▸ **WORK TASK**:
In the material below, identify each line bearing the word "banners". Reproduce those lines.
=== Begin Enclosure ===
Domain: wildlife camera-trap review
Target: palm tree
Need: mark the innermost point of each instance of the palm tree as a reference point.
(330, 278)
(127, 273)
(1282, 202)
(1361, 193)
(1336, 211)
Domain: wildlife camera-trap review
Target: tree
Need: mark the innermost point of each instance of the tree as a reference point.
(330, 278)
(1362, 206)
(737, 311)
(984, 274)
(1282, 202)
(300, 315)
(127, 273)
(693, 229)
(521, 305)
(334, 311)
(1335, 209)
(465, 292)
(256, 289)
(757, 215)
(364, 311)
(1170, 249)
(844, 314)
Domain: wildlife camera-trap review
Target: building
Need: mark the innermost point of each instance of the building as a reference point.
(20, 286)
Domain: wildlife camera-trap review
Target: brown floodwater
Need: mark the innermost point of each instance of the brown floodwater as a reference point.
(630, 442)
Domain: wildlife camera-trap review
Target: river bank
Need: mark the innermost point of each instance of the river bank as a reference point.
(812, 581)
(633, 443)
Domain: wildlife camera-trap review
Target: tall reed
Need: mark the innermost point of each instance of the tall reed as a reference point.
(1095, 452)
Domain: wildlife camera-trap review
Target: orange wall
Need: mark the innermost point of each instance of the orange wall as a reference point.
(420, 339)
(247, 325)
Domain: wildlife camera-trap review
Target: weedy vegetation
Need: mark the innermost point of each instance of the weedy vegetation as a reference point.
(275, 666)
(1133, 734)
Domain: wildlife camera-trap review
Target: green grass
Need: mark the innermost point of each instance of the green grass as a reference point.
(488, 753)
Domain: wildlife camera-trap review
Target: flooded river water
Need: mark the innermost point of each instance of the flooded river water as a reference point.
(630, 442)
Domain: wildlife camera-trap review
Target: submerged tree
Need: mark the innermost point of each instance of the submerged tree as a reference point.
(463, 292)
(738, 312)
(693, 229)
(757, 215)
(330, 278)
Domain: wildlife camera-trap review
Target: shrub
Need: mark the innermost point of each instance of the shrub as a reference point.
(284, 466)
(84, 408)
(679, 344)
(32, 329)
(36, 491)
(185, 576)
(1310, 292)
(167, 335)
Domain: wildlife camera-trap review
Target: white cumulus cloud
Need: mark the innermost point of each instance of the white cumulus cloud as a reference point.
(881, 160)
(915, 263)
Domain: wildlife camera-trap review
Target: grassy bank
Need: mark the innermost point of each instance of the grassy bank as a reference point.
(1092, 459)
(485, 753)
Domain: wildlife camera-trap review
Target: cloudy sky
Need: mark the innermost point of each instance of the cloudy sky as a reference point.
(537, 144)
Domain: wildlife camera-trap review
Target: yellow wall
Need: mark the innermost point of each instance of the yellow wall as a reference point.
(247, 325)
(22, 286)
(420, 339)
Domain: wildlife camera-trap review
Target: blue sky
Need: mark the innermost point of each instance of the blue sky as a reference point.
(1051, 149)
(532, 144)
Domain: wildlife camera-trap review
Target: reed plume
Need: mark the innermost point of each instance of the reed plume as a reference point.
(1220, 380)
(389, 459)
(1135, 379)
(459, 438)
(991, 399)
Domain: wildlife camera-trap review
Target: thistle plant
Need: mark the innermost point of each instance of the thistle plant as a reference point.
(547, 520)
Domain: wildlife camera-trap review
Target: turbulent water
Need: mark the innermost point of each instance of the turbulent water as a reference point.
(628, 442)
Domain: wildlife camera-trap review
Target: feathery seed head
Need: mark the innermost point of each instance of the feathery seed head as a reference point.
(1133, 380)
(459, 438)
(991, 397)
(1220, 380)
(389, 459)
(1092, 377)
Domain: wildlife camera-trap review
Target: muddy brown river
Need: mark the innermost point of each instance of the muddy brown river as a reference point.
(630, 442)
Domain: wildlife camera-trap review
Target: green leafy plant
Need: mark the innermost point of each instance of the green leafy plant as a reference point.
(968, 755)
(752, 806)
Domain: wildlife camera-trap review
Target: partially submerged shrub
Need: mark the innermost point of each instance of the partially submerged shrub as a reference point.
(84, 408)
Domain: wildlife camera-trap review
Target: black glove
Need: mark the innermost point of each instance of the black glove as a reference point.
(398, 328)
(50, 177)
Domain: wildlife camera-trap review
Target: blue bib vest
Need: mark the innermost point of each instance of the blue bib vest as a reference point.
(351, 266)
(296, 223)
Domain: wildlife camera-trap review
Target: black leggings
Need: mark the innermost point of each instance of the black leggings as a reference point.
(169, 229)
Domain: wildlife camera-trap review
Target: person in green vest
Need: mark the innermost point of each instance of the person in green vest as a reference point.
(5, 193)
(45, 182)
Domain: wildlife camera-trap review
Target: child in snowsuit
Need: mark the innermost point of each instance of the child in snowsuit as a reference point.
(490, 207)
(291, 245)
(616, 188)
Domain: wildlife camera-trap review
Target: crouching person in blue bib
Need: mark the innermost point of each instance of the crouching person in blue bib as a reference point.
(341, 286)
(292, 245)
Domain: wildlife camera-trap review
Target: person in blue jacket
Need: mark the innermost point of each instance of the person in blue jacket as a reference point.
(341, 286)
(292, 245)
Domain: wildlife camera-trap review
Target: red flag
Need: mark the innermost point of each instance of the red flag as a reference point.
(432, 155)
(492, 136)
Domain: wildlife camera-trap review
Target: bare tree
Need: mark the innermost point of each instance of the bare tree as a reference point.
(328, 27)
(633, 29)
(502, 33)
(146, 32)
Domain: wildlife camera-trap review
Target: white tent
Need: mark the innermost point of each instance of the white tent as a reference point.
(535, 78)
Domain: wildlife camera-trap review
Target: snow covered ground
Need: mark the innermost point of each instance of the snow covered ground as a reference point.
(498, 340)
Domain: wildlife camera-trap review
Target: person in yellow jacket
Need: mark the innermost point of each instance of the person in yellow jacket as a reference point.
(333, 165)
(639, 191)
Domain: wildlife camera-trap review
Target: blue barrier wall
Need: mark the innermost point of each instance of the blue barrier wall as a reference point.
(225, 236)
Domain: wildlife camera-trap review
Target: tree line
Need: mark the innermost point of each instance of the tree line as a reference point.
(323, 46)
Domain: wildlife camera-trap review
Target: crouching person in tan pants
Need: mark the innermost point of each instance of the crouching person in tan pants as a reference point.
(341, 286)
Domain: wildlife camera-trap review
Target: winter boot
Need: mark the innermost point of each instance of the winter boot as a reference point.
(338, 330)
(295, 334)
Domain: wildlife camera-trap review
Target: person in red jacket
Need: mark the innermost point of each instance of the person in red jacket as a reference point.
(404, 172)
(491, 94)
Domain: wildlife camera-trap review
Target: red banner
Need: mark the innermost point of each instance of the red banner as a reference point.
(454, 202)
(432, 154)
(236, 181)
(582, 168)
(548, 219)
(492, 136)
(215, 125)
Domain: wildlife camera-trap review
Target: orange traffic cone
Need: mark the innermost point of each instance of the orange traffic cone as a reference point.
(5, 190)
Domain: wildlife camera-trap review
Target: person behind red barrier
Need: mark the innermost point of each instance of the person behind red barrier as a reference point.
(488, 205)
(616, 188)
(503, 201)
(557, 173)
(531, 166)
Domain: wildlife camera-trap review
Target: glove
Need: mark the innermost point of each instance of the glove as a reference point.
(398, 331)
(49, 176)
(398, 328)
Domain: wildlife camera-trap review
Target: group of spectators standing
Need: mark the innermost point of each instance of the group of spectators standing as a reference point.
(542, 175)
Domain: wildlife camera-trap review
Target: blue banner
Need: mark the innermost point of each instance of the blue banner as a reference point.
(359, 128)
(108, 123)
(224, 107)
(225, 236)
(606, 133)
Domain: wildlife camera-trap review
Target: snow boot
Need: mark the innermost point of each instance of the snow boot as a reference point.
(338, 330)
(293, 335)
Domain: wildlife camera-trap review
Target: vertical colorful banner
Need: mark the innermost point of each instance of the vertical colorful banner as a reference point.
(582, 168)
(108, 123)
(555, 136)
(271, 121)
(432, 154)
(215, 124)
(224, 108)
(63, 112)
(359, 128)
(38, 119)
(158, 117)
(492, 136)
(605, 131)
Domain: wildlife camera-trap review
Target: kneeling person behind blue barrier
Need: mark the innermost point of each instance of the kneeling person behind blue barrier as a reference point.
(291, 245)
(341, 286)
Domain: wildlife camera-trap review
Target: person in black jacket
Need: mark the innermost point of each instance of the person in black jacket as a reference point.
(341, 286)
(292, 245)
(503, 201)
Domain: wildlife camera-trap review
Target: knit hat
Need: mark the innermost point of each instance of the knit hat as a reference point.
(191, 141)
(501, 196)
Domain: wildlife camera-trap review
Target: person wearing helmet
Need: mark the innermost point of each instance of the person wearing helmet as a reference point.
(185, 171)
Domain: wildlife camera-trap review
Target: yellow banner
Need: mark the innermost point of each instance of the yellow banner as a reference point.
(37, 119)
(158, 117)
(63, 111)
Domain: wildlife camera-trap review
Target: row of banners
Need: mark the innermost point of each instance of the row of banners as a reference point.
=== End Enclosure ===
▸ **RESULT**:
Target: row of banners
Need: mark the innermost point of each instance of the row of banners as a reference point.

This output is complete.